**REQUIRED WORK:**
Find every line in the records below that holds the word "tower", and copy each one.

* * * *

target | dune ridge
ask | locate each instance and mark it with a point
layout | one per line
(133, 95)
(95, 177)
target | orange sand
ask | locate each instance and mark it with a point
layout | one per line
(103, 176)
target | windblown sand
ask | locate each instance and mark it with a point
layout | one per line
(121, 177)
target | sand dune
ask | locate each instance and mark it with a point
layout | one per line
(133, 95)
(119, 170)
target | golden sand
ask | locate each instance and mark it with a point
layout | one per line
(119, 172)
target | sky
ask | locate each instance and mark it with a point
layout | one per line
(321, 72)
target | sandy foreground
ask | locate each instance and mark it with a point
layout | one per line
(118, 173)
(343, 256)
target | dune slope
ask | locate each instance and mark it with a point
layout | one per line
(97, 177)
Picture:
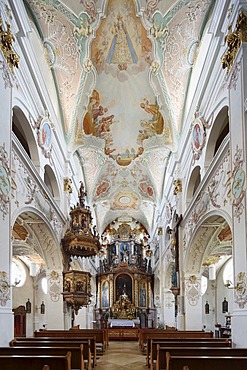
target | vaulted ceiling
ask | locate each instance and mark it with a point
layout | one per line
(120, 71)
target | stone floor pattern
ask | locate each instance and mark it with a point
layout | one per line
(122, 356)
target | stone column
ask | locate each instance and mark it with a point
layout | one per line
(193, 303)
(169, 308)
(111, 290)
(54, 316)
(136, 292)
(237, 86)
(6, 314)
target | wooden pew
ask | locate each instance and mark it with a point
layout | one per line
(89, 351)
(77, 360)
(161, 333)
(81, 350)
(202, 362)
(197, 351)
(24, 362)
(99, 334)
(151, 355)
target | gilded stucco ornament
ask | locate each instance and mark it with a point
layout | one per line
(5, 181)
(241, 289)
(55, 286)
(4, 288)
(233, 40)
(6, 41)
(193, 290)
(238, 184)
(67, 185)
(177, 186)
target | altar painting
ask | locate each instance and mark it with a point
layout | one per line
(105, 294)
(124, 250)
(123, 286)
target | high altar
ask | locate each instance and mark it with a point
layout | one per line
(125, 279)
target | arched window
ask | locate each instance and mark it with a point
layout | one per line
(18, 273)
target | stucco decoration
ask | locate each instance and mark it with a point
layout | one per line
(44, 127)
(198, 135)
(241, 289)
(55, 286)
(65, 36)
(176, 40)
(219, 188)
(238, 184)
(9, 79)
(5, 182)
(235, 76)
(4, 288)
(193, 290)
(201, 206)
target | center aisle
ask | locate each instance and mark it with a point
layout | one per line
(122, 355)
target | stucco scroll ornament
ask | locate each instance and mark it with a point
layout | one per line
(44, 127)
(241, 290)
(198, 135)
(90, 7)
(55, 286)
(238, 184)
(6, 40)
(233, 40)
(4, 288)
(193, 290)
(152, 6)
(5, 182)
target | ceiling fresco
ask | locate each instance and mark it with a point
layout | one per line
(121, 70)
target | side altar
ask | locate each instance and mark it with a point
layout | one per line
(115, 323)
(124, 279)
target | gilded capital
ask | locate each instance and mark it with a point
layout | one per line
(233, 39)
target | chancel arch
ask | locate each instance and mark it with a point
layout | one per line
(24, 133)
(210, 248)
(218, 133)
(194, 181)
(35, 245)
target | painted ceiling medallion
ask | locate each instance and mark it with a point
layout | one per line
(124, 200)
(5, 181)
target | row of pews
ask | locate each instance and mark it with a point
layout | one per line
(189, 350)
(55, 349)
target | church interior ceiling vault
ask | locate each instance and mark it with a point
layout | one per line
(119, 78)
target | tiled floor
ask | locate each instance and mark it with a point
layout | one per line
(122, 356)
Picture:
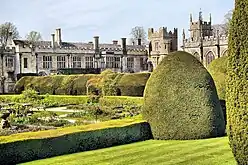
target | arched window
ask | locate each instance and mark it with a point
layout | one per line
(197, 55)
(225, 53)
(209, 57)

* * * *

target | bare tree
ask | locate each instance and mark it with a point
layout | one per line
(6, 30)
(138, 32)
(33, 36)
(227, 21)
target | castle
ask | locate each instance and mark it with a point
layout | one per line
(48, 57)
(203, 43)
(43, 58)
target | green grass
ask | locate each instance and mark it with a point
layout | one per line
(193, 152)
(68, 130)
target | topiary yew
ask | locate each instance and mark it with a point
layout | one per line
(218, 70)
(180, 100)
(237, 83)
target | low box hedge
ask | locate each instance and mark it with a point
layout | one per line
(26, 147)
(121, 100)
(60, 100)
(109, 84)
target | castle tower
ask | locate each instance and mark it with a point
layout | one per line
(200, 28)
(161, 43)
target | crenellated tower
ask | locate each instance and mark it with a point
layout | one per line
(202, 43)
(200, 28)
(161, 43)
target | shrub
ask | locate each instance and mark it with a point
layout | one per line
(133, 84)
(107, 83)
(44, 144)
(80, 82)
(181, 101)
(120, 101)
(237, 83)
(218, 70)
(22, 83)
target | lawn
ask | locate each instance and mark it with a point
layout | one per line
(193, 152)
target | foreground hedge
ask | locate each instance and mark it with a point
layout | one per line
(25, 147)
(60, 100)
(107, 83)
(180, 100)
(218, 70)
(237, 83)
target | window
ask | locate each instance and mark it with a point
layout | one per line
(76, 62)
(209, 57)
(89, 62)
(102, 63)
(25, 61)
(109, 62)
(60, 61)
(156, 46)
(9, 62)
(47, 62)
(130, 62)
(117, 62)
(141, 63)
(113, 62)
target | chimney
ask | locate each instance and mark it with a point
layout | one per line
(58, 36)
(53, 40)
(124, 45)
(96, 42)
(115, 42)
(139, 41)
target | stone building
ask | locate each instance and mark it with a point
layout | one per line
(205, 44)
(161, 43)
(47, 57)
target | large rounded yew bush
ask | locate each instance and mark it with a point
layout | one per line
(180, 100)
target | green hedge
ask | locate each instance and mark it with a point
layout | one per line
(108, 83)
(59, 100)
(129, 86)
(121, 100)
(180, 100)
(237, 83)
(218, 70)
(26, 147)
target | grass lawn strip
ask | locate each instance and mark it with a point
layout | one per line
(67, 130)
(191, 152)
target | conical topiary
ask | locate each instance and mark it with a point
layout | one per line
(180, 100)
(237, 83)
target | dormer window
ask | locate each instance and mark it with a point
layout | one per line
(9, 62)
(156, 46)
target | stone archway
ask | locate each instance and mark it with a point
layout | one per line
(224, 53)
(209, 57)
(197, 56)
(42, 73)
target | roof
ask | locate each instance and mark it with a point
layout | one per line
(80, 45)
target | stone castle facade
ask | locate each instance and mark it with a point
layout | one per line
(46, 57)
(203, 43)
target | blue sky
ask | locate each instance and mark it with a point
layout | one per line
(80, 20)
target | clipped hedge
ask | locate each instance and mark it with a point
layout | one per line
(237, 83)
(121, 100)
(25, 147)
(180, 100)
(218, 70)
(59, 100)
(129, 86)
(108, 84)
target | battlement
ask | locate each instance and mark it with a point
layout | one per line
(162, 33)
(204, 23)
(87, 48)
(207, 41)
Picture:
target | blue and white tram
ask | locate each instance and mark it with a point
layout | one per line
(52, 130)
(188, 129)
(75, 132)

* * * *

**OUTPUT:**
target | castle tower
target | crenellated tower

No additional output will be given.